DATA EXTRACT Start Marker

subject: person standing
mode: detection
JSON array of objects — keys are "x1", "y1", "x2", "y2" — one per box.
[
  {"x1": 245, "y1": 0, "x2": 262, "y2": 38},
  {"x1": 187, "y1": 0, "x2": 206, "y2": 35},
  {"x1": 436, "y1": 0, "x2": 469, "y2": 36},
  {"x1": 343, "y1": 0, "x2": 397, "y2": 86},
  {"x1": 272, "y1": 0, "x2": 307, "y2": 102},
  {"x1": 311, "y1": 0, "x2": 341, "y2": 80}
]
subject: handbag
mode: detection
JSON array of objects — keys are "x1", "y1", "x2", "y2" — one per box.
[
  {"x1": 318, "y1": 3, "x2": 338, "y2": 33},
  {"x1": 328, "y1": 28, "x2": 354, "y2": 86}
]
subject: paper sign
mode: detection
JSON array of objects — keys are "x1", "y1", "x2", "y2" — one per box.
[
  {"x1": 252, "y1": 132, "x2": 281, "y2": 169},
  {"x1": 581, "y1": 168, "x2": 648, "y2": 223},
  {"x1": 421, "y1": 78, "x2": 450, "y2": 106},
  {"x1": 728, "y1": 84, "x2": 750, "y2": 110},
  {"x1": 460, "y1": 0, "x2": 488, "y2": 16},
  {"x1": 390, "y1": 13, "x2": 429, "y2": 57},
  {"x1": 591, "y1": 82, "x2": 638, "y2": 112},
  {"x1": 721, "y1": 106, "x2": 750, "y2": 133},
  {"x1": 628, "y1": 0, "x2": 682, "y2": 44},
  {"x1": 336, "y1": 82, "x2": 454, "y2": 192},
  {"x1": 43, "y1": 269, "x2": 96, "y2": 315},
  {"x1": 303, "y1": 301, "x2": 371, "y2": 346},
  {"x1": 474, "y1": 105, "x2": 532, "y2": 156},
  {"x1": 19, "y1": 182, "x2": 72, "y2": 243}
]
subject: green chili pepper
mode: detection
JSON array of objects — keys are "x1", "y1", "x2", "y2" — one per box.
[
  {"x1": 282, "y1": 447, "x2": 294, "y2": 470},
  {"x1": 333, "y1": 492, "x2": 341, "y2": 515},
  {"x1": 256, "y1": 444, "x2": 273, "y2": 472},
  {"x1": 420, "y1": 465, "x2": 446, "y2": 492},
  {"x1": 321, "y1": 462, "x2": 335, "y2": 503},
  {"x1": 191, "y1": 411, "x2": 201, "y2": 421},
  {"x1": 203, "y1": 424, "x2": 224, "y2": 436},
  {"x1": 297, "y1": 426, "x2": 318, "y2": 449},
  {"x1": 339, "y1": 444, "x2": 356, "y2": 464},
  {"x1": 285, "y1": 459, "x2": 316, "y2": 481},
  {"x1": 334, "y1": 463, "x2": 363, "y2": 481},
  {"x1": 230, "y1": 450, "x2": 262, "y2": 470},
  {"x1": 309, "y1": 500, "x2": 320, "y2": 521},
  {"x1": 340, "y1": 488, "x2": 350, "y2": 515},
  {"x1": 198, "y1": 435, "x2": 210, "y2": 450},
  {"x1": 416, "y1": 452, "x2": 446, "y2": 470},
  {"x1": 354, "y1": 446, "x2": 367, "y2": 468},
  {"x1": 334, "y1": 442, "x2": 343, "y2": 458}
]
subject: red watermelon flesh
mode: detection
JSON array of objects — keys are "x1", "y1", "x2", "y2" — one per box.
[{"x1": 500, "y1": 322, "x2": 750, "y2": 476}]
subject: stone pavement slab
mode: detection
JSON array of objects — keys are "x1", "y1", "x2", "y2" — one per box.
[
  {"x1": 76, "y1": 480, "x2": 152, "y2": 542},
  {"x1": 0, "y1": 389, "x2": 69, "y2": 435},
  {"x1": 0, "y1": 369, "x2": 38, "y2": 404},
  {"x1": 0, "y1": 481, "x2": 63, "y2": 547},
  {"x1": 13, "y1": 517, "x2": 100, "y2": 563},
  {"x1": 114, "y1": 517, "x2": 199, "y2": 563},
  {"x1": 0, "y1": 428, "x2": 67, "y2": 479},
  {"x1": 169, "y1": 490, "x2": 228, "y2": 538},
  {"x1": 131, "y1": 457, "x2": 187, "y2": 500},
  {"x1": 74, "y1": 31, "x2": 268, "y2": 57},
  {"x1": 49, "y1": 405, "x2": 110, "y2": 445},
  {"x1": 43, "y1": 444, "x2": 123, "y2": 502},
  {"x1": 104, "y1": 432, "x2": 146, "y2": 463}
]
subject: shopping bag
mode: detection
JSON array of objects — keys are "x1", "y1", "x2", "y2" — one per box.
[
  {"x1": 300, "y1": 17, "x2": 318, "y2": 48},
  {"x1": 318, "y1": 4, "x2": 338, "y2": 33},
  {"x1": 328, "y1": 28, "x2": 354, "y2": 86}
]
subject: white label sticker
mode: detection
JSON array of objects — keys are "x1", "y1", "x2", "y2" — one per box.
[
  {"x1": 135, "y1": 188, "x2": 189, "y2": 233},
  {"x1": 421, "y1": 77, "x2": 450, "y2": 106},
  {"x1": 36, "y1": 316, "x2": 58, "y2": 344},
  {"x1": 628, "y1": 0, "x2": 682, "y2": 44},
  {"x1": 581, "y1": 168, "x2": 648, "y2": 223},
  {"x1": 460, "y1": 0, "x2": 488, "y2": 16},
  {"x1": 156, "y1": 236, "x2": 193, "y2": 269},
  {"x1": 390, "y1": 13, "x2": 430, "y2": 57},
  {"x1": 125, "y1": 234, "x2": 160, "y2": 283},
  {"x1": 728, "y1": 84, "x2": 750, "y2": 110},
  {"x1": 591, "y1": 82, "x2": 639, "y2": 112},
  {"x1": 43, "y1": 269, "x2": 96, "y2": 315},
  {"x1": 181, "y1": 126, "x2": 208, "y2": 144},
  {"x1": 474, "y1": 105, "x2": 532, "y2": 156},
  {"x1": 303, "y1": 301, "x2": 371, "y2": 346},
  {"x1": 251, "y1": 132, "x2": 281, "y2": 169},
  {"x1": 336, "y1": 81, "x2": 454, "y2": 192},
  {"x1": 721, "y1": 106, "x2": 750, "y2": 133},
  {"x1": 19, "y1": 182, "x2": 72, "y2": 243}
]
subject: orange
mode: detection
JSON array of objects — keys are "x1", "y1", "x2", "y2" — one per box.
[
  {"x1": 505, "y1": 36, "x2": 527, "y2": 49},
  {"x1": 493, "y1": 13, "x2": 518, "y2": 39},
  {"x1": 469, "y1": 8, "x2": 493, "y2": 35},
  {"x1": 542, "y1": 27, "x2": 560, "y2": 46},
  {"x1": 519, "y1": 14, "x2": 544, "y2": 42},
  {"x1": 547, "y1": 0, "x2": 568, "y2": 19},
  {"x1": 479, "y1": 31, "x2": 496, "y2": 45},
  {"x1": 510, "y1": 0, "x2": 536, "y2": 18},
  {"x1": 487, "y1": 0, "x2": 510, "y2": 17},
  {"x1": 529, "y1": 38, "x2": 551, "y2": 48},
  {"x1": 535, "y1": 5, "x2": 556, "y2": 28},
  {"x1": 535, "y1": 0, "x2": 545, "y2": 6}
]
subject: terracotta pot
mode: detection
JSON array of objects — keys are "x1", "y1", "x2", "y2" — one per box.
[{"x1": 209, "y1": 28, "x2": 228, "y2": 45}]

DATA EXTRACT End Marker

Would you copy out each record precisely as it stands?

ANSWER FOR THE TASK
subject: person standing
mode: detection
JSON array of objects — keys are "x1", "y1", "x2", "y2" — one per box.
[
  {"x1": 245, "y1": 0, "x2": 262, "y2": 38},
  {"x1": 187, "y1": 0, "x2": 206, "y2": 35},
  {"x1": 436, "y1": 0, "x2": 469, "y2": 36},
  {"x1": 343, "y1": 0, "x2": 397, "y2": 86},
  {"x1": 272, "y1": 0, "x2": 307, "y2": 102},
  {"x1": 311, "y1": 0, "x2": 341, "y2": 80}
]
subject: handbag
mode: detection
JSON array of objects — keys are "x1", "y1", "x2", "y2" — one per box.
[
  {"x1": 318, "y1": 3, "x2": 338, "y2": 33},
  {"x1": 328, "y1": 28, "x2": 354, "y2": 86}
]
subject: paper sign
mode: detection
JSON array of objects — keys are "x1", "y1", "x2", "y2" — one per box.
[
  {"x1": 252, "y1": 132, "x2": 281, "y2": 169},
  {"x1": 581, "y1": 168, "x2": 648, "y2": 223},
  {"x1": 421, "y1": 78, "x2": 450, "y2": 106},
  {"x1": 728, "y1": 84, "x2": 750, "y2": 110},
  {"x1": 460, "y1": 0, "x2": 488, "y2": 16},
  {"x1": 390, "y1": 13, "x2": 429, "y2": 57},
  {"x1": 591, "y1": 82, "x2": 638, "y2": 112},
  {"x1": 721, "y1": 106, "x2": 750, "y2": 133},
  {"x1": 628, "y1": 0, "x2": 682, "y2": 44},
  {"x1": 336, "y1": 82, "x2": 454, "y2": 192},
  {"x1": 43, "y1": 269, "x2": 96, "y2": 315},
  {"x1": 303, "y1": 301, "x2": 371, "y2": 346},
  {"x1": 474, "y1": 105, "x2": 532, "y2": 156},
  {"x1": 19, "y1": 182, "x2": 72, "y2": 243}
]
subject: green chili pepper
mode: detection
JSON array of objects — keys are "x1", "y1", "x2", "y2" — one per box.
[
  {"x1": 282, "y1": 447, "x2": 294, "y2": 470},
  {"x1": 333, "y1": 492, "x2": 341, "y2": 515},
  {"x1": 256, "y1": 444, "x2": 273, "y2": 472},
  {"x1": 420, "y1": 465, "x2": 446, "y2": 492},
  {"x1": 321, "y1": 462, "x2": 335, "y2": 503},
  {"x1": 191, "y1": 411, "x2": 201, "y2": 421},
  {"x1": 203, "y1": 424, "x2": 224, "y2": 436},
  {"x1": 297, "y1": 426, "x2": 318, "y2": 449},
  {"x1": 339, "y1": 444, "x2": 356, "y2": 464},
  {"x1": 285, "y1": 459, "x2": 316, "y2": 481},
  {"x1": 334, "y1": 463, "x2": 363, "y2": 481},
  {"x1": 230, "y1": 450, "x2": 262, "y2": 470},
  {"x1": 309, "y1": 500, "x2": 320, "y2": 521},
  {"x1": 340, "y1": 488, "x2": 350, "y2": 515},
  {"x1": 198, "y1": 435, "x2": 210, "y2": 450},
  {"x1": 416, "y1": 452, "x2": 446, "y2": 470},
  {"x1": 354, "y1": 446, "x2": 367, "y2": 468},
  {"x1": 334, "y1": 442, "x2": 343, "y2": 458}
]
subject: red watermelon flesh
mode: detection
JSON array of objects — keys are "x1", "y1", "x2", "y2" — one per box.
[{"x1": 500, "y1": 322, "x2": 750, "y2": 476}]
subject: stone pavement slab
mode: detection
JSON array of objects — keys are "x1", "y1", "x2", "y2" — one per box.
[
  {"x1": 76, "y1": 480, "x2": 152, "y2": 542},
  {"x1": 0, "y1": 389, "x2": 69, "y2": 435},
  {"x1": 0, "y1": 369, "x2": 38, "y2": 404},
  {"x1": 0, "y1": 481, "x2": 63, "y2": 547},
  {"x1": 13, "y1": 517, "x2": 100, "y2": 563},
  {"x1": 114, "y1": 517, "x2": 199, "y2": 563},
  {"x1": 0, "y1": 428, "x2": 67, "y2": 479},
  {"x1": 169, "y1": 490, "x2": 228, "y2": 538},
  {"x1": 131, "y1": 457, "x2": 187, "y2": 500},
  {"x1": 74, "y1": 31, "x2": 268, "y2": 57},
  {"x1": 49, "y1": 405, "x2": 110, "y2": 445},
  {"x1": 43, "y1": 444, "x2": 123, "y2": 502},
  {"x1": 104, "y1": 432, "x2": 146, "y2": 463}
]
subject: shopping bag
mode: detection
JSON array of objects — keys are "x1", "y1", "x2", "y2" — one per box.
[
  {"x1": 300, "y1": 17, "x2": 318, "y2": 48},
  {"x1": 318, "y1": 4, "x2": 338, "y2": 33},
  {"x1": 328, "y1": 28, "x2": 354, "y2": 86}
]
subject: white label sticker
mode: detection
JSON array of objects — keys are "x1", "y1", "x2", "y2" — one per box.
[
  {"x1": 135, "y1": 188, "x2": 189, "y2": 233},
  {"x1": 421, "y1": 77, "x2": 450, "y2": 106},
  {"x1": 36, "y1": 316, "x2": 58, "y2": 344},
  {"x1": 628, "y1": 0, "x2": 682, "y2": 44},
  {"x1": 581, "y1": 168, "x2": 648, "y2": 223},
  {"x1": 460, "y1": 0, "x2": 488, "y2": 16},
  {"x1": 156, "y1": 236, "x2": 193, "y2": 269},
  {"x1": 390, "y1": 13, "x2": 430, "y2": 57},
  {"x1": 125, "y1": 234, "x2": 160, "y2": 283},
  {"x1": 728, "y1": 84, "x2": 750, "y2": 110},
  {"x1": 591, "y1": 82, "x2": 639, "y2": 112},
  {"x1": 43, "y1": 269, "x2": 96, "y2": 315},
  {"x1": 181, "y1": 126, "x2": 208, "y2": 144},
  {"x1": 474, "y1": 105, "x2": 532, "y2": 156},
  {"x1": 303, "y1": 301, "x2": 371, "y2": 346},
  {"x1": 251, "y1": 132, "x2": 281, "y2": 169},
  {"x1": 336, "y1": 81, "x2": 454, "y2": 192},
  {"x1": 721, "y1": 106, "x2": 750, "y2": 133},
  {"x1": 19, "y1": 182, "x2": 72, "y2": 243}
]
subject: orange
mode: detection
JSON array of objects — keys are "x1", "y1", "x2", "y2" — one per box.
[
  {"x1": 505, "y1": 36, "x2": 527, "y2": 49},
  {"x1": 493, "y1": 13, "x2": 518, "y2": 39},
  {"x1": 469, "y1": 8, "x2": 493, "y2": 35},
  {"x1": 542, "y1": 27, "x2": 560, "y2": 46},
  {"x1": 519, "y1": 14, "x2": 544, "y2": 42},
  {"x1": 547, "y1": 0, "x2": 568, "y2": 19},
  {"x1": 479, "y1": 31, "x2": 496, "y2": 45},
  {"x1": 510, "y1": 0, "x2": 536, "y2": 18},
  {"x1": 487, "y1": 0, "x2": 510, "y2": 17},
  {"x1": 529, "y1": 38, "x2": 551, "y2": 48},
  {"x1": 535, "y1": 5, "x2": 556, "y2": 28},
  {"x1": 535, "y1": 0, "x2": 545, "y2": 6}
]
subject: terracotta pot
mode: detection
JSON array of objects — keys are "x1", "y1", "x2", "y2" — one per box.
[{"x1": 209, "y1": 28, "x2": 228, "y2": 45}]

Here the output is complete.